● PASSAGE GIVEN:
◆ ◆ ◆ ◆ ◆ ◆ ◆

Population (31 December 2017)
- • Total: 9,454
- • Density: 89.2/km^{2} (231/sq mi)
- Demonym: Fossombronesi or Forsempronesi
- Time zone: UTC+1 (CET)
- • Summer (DST): UTC+2 (CEST)
- Postal code: 61034
- Dialing code: 0721
- Patron saint: Saint Aldebrandus of Fossombrone
- Saint day: 1 May
- Website: Official website

= Fossombrone =

Comune of Marche, Italy

Fossombrone is a town and comune in the province of Pesaro and Urbino, in the Marche region of central Italy.

==History==
The ancient Roman colony of Forum Sempronii took its name from Gaius Sempronius Gracchus.

Near the Furlo Pass, during the Gothic War, was fought in 552 the Battle of Taginae, in which Totila was overcome by the Byzantine general, Narses.

Fossombrone was included in the Donation of Pepin, but remained subject to the Duchy of Spoleto until 1198, when it passed under Papal rule. The Malatesta sold it to the famous Federico III da Montefeltro, under whom the city flourished. Also positive for the city was the reign of the della Rovere dukes, who enlarged it (in particular, Francesco Maria II expanded the settlement in the lower area up to the Metauro river). In 1631 it returned to the Papal States, and was annexed to Italy in 1860.

==Main sights==
The city and its environs abound in antiquities, especially inscriptions. Noteworthy remains are the statue of the god Vertumnus; the Furlo Pass, constructed by the Emperor Vespasian to shorten the passage of that mountain; the bridge of Trajan (115) near Calmazzo, and the bridge now called Ponte della Concordia, originally built in 292 by Diocletian, both over the Metaurus.

===Religious buildings===
- Fossombrone Cathedral: built in neoclassical style in 1772-1784.
- Sant'Agostino: (14th century, enlarged in the 18th century). The façade with the coat of arms of the House of Malatesta. The interior houses a canvas by Federico Zuccari.
- San Filippo: deconsecrated church with frescoes and paintings, now used for cultural events.
- San Francesco: located in piazza Dante built in the 18th century at the site of a church of Santa Francesca Romana. The façade has an incomplete sandstone relief by Domenico Rosselli, depicting the Madonna and child with Sts Francis and Bernardino. It was damaged in World War II. The interior is Neoclassical and houses a main altarpiece by Guerrieri depicting a Crucifixion with Saints Francis and Jerome, and a 17th-century crucifix.*Ducal Palace, attributed to Francesco di Giorgio Martini and Girolamo Genga, and built for Cardinal Giuliano della Rovere, brother of the Duke Guidobaldo II. Notable are the Renaissance court and the Cardinal's chapel.

◆ ◆ ◆ ◆ ◆ ◆ ◆

● TASKS TO COMPLETE:
A – Set down the portion of the passage on Fossombrone that begins at the words "- Demonym: Fossombronesi" and stops after "of central Italy.", copying it word for word.
B – Select each line in the rows that contains the word "tree" and copy those lines unchanged.

● MATERIAL:
◆ ◆ ◆ ◆ ◆ ◆ ◆

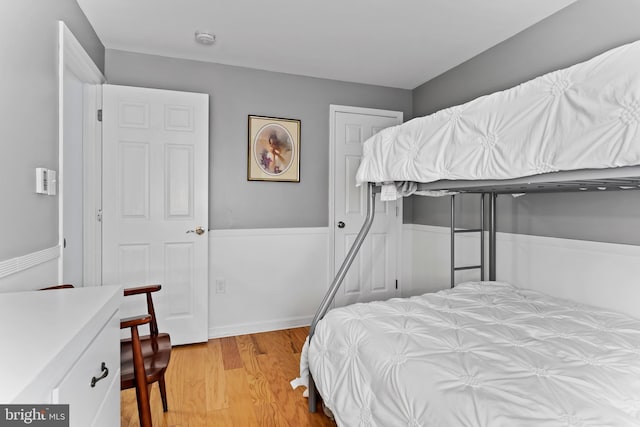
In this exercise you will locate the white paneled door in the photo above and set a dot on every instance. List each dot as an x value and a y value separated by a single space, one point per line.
155 203
373 275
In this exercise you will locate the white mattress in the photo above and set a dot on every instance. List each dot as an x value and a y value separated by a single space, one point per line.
482 354
583 117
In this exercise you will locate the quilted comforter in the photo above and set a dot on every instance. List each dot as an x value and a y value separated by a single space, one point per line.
585 116
481 354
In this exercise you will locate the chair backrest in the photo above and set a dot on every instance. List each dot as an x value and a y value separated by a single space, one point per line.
147 290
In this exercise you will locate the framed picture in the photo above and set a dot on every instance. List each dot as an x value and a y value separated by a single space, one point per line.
274 149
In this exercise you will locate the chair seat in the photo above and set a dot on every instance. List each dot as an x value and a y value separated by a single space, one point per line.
156 358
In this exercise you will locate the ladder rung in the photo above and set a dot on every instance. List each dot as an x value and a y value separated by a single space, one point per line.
470 267
469 230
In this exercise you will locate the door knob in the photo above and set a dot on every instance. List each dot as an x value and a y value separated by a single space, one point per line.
199 230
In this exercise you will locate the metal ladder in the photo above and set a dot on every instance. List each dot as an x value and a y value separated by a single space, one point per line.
455 231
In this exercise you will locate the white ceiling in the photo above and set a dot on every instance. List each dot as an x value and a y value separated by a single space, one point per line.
400 43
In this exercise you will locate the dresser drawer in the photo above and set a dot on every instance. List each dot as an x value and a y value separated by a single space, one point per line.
75 388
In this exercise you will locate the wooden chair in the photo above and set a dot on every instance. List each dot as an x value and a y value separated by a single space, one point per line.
156 353
143 359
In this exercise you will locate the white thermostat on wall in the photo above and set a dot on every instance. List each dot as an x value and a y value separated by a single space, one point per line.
46 181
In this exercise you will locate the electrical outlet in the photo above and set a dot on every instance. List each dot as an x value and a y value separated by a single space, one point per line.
221 286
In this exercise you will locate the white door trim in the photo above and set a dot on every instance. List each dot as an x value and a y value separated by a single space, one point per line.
333 109
73 57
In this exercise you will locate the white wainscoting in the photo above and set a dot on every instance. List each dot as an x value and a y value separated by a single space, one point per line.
274 278
601 274
30 271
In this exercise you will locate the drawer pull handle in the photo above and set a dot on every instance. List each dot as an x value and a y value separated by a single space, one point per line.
105 372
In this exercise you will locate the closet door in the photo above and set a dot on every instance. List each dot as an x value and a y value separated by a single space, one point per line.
155 209
373 275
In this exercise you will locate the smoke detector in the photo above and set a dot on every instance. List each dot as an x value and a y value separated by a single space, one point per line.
205 37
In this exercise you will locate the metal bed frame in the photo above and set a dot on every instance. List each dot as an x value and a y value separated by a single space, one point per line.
613 179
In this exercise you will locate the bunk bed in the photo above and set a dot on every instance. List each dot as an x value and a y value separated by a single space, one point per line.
489 353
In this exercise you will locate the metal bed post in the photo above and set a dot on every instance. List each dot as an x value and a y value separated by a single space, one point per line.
492 236
453 240
337 281
482 229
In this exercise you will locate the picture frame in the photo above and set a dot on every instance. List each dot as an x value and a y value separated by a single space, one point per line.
274 149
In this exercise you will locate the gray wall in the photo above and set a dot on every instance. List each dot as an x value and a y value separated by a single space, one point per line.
29 115
237 92
576 33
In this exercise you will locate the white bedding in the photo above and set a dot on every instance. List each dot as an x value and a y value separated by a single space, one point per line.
482 354
585 116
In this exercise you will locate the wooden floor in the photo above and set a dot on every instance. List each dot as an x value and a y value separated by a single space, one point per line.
236 381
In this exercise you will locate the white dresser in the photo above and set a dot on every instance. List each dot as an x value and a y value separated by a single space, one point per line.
54 343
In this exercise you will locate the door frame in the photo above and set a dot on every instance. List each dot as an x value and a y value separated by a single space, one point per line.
333 109
73 57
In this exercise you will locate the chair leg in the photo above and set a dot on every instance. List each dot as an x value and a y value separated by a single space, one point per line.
163 394
142 390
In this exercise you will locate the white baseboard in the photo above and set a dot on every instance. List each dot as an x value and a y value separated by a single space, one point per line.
30 271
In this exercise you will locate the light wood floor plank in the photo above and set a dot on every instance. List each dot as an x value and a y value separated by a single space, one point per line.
228 382
258 384
230 355
216 381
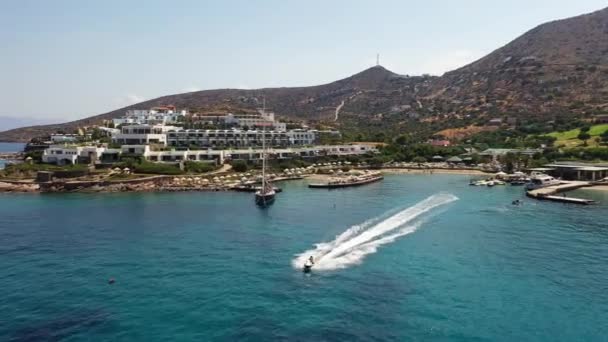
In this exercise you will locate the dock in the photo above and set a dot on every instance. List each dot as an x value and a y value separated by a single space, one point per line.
549 193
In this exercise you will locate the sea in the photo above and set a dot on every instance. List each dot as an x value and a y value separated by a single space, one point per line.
411 258
9 147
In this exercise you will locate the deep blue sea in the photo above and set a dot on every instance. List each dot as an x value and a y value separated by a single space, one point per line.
410 264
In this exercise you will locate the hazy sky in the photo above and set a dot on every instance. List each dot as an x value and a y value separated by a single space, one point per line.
64 60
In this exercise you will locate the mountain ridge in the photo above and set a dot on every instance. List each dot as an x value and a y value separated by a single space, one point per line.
558 68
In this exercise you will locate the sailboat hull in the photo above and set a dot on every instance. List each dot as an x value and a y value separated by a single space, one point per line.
264 200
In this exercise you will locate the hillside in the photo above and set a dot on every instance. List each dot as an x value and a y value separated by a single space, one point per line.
558 69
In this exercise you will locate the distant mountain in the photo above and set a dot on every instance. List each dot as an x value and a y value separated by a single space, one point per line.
556 69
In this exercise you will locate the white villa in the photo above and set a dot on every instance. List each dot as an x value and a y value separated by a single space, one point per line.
219 156
63 155
154 116
143 134
238 138
260 119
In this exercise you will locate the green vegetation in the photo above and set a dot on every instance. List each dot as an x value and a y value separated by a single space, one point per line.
26 170
156 168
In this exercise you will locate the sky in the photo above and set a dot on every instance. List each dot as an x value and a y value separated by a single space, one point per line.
67 59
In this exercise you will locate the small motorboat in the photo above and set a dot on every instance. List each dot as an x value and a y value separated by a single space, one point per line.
308 264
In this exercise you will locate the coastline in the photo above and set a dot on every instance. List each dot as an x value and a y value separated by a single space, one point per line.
596 188
406 171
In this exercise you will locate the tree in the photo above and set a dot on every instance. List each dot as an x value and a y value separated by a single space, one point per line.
584 136
419 160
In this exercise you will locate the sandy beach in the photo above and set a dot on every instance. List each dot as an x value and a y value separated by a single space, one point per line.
440 171
597 188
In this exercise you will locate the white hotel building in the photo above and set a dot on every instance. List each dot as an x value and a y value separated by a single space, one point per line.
156 115
238 138
142 134
65 155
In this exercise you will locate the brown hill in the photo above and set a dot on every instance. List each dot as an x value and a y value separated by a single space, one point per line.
556 69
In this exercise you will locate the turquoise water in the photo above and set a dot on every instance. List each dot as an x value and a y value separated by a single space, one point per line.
212 266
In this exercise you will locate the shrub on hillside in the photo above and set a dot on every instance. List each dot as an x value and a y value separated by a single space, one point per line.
157 168
198 167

◆ ◆ ◆ ◆ ◆ ◆ ◆

● WRITTEN ANSWERS:
A –
- Demonym: Fossombronesi or Forsempronesi
- Time zone: UTC+1 (CET)
- • Summer (DST): UTC+2 (CEST)
- Postal code: 61034
- Dialing code: 0721
- Patron saint: Saint Aldebrandus of Fossombrone
- Saint day: 1 May
- Website: Official website

= Fossombrone =

Comune of Marche, Italy

Fossombrone is a town and comune in the province of Pesaro and Urbino, in the Marche region of central Italy.

B –
In this exercise you will locate the tree in the photo above and set a dot on every instance. List each dot as an x value and a y value separated by a single space, one point per line.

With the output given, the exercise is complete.